• **Set problem**: Look for "A single point falls on each instance of the white sheet" in the records below, then copy that line and every line after it, exactly and with nothing added.

Rows from a pointing dataset
────────────────

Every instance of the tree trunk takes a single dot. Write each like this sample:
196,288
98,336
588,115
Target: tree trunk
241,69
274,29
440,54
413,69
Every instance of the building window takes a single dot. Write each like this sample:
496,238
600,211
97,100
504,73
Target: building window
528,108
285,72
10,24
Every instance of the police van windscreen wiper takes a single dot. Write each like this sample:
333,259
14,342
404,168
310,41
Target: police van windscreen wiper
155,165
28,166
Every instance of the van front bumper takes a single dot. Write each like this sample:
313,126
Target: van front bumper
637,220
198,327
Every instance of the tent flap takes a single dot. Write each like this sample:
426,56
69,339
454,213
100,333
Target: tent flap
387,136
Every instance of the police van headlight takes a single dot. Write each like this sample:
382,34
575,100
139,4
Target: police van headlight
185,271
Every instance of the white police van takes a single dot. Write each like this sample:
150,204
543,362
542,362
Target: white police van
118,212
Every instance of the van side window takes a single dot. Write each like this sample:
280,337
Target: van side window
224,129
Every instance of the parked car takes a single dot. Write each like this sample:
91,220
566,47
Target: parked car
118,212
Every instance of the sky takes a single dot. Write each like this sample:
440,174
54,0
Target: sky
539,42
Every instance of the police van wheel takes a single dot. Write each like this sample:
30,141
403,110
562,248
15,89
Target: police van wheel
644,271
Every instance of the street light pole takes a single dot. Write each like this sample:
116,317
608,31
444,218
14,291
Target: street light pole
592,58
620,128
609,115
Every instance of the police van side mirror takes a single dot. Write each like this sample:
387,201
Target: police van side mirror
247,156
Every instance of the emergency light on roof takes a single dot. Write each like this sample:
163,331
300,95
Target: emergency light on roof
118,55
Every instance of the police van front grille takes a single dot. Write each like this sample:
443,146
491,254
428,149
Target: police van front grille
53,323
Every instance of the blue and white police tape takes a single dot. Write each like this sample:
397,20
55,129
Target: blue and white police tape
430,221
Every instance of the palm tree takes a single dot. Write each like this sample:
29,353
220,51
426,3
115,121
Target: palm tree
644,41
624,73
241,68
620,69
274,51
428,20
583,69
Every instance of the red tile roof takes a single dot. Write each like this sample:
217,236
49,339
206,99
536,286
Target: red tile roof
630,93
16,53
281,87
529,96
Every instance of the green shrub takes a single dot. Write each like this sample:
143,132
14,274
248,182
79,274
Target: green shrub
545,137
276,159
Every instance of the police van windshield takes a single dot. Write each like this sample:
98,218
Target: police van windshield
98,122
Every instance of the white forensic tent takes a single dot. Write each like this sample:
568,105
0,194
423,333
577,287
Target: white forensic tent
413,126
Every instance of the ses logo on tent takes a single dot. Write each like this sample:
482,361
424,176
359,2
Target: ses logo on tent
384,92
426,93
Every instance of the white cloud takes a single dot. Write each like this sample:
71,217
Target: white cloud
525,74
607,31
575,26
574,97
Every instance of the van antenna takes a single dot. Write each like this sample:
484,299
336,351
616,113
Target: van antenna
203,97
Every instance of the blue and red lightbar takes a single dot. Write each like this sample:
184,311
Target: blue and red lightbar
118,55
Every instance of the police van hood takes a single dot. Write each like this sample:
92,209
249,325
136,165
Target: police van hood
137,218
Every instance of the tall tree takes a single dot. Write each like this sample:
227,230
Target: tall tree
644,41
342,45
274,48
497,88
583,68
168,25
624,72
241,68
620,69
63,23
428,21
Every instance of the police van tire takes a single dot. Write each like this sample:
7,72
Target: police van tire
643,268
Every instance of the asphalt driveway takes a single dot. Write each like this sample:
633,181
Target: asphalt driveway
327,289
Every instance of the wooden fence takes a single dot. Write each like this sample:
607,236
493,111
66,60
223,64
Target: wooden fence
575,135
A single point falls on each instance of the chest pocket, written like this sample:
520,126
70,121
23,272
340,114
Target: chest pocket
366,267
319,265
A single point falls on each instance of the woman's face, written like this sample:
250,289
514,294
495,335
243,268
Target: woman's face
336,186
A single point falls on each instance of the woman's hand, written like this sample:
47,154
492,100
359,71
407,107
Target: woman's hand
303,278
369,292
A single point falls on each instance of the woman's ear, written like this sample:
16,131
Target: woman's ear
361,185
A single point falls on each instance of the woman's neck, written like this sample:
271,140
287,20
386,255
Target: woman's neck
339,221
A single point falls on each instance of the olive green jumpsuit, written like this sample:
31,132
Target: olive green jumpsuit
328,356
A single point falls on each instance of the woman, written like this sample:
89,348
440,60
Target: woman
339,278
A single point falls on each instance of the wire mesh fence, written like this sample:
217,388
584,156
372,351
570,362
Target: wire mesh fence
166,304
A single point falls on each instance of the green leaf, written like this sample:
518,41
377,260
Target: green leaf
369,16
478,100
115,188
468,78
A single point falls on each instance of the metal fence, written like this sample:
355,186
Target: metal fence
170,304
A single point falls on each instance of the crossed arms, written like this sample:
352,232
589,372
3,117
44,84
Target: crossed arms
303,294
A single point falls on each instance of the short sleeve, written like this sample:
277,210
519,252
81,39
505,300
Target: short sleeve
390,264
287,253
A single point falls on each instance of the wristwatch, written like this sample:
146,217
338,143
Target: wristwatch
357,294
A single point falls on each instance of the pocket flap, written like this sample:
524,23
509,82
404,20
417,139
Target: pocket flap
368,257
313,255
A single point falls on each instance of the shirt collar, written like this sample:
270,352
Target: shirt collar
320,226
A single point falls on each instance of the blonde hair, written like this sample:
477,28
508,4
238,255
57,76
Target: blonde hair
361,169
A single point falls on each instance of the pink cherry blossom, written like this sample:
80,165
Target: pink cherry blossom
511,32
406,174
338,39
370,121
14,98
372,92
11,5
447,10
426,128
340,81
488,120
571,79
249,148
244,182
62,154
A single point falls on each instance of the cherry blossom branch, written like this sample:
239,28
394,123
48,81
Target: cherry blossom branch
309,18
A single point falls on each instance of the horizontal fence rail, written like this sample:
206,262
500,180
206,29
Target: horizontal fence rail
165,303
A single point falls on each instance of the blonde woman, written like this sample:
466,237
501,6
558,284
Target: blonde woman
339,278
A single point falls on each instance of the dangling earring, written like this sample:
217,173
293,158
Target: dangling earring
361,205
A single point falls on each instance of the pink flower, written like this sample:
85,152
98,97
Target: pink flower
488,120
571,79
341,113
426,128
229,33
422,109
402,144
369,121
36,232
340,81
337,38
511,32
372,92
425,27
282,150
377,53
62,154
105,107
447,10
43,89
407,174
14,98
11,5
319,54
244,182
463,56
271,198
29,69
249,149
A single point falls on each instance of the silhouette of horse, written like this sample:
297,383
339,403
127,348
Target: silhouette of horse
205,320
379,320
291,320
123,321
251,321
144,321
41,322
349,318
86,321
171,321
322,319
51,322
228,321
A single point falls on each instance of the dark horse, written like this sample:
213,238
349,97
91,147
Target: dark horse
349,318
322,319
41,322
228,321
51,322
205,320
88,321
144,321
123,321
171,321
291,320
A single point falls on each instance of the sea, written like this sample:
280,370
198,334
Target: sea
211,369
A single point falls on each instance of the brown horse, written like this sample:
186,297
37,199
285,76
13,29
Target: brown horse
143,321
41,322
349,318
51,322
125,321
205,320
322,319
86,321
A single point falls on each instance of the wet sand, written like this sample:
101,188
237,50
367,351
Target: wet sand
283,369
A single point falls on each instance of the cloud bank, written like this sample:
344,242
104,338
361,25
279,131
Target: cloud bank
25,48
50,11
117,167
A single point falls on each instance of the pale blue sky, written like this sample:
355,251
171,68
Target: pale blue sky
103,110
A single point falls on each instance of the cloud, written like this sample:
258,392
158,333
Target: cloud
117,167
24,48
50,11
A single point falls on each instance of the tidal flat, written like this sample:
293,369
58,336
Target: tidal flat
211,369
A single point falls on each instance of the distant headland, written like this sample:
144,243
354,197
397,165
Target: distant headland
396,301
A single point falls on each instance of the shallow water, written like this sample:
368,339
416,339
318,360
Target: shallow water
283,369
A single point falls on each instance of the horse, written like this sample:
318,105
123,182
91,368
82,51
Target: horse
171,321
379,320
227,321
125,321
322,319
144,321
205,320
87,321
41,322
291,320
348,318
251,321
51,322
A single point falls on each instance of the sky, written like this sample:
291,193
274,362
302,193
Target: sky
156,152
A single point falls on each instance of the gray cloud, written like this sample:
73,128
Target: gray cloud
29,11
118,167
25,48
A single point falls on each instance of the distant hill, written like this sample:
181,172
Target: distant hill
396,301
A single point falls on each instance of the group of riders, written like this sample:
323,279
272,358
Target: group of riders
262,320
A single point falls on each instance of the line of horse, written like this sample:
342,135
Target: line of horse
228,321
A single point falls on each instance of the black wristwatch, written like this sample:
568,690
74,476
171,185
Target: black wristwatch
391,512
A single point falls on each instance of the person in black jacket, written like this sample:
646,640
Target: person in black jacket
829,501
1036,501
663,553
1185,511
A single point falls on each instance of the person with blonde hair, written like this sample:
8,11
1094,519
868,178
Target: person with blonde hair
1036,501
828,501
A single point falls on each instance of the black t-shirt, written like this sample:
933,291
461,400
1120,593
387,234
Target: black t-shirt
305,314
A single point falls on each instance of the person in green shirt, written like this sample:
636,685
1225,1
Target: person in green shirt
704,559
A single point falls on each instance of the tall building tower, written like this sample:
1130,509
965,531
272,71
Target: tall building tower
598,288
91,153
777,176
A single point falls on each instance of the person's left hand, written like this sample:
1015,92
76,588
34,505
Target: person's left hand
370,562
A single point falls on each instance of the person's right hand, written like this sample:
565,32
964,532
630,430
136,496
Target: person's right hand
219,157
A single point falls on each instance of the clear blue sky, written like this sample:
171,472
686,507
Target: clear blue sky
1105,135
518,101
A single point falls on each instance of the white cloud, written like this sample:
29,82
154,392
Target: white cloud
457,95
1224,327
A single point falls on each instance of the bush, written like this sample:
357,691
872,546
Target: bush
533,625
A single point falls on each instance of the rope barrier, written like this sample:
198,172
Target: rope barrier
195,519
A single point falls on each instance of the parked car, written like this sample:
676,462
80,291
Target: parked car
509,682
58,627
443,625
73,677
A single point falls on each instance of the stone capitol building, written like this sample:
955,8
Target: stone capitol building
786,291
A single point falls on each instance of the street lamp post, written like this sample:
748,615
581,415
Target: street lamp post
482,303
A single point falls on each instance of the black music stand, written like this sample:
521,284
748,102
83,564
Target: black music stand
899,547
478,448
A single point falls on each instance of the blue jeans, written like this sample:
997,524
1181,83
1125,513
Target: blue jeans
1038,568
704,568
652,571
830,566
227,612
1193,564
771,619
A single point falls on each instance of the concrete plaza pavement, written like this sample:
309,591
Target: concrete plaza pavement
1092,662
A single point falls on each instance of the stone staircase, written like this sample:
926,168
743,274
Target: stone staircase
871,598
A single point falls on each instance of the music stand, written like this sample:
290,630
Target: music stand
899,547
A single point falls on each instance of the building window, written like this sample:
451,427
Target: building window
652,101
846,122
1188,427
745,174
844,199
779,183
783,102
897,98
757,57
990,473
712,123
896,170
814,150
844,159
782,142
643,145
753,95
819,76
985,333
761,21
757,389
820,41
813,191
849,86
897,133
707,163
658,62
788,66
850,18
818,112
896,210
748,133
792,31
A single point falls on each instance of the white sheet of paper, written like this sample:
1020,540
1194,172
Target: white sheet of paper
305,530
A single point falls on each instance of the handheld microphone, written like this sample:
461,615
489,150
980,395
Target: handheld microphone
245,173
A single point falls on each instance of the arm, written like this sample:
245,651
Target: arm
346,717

────────────────

• **Answer to this problem**:
A single point falls on each instance of the white sheet of paper, written like this sample:
1020,540
1194,172
Target: white sheet of paper
305,530
A single point falls on each instance of the handheld microphone, written like this sample:
461,615
489,150
980,395
Target: handheld microphone
245,173
A single point falls on each instance of the arm, written like this sample:
245,651
Target: arm
346,717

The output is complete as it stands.